* _PROBLEM TO SOLVE_
From the line containing "backpack in the photo above." through the last line of the data, return those lines exactly as written and nothing more.

* _ITEMS_

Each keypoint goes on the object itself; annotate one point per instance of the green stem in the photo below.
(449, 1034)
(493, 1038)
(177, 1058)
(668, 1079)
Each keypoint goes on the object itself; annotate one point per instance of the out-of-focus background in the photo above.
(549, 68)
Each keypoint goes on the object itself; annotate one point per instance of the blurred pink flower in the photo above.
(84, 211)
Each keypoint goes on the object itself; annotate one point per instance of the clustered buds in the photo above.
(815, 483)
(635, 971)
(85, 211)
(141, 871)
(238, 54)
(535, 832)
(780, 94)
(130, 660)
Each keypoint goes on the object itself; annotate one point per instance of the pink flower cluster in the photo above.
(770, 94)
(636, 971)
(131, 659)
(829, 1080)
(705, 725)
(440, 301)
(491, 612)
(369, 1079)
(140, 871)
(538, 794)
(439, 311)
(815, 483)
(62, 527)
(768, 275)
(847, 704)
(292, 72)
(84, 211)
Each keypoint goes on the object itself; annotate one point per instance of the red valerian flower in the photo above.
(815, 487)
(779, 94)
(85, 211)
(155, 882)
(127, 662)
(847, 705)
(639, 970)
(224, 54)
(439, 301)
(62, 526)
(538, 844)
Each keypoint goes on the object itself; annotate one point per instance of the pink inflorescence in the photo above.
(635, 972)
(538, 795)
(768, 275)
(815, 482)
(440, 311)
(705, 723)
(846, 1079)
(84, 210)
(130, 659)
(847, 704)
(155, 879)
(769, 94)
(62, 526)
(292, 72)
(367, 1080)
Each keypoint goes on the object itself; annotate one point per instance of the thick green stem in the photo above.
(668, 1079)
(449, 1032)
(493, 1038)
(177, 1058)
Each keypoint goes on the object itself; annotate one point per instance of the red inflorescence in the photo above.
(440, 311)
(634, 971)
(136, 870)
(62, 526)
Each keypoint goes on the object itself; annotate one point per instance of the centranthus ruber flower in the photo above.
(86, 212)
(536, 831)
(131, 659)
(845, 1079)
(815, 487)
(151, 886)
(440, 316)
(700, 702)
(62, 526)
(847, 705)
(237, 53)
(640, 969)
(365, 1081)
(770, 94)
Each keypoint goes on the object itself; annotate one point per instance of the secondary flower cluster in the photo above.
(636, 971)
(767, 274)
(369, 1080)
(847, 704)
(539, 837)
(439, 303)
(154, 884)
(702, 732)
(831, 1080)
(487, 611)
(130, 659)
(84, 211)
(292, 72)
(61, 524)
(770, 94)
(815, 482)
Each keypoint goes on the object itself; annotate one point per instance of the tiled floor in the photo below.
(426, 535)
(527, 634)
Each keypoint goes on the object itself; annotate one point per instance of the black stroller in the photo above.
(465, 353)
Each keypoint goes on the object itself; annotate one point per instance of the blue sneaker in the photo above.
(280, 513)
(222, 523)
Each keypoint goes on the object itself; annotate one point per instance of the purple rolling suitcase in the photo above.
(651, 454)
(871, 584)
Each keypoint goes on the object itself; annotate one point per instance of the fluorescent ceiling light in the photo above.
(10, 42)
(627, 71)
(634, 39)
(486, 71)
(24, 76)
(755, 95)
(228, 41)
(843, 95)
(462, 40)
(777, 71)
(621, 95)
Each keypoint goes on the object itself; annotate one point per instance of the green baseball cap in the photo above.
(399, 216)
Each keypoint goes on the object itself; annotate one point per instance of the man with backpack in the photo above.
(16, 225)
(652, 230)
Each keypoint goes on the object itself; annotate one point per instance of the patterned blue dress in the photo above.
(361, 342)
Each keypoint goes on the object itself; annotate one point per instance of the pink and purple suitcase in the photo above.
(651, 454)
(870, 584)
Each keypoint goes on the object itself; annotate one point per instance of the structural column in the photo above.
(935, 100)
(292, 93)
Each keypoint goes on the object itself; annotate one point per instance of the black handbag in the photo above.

* _SOLUTION TO THIS TASK_
Each keypoint goes on the object itself; annotate one point per instance of the man with backpack in the photo above.
(16, 225)
(652, 230)
Each keypoint goes on the object itself; annotate one point per instance of the patterned blue dress in the photo above.
(361, 342)
Each keypoint goes on the object itself; annotate one point per instance of the pink and purple suitcase in the photo above.
(651, 454)
(870, 584)
Each keypoint goes on the object itself; annotate one point per instance of the structural column in the photo above.
(935, 100)
(292, 93)
Each keypoint goes on the object itself; annotate one point per instance of the black handbag in the photo above.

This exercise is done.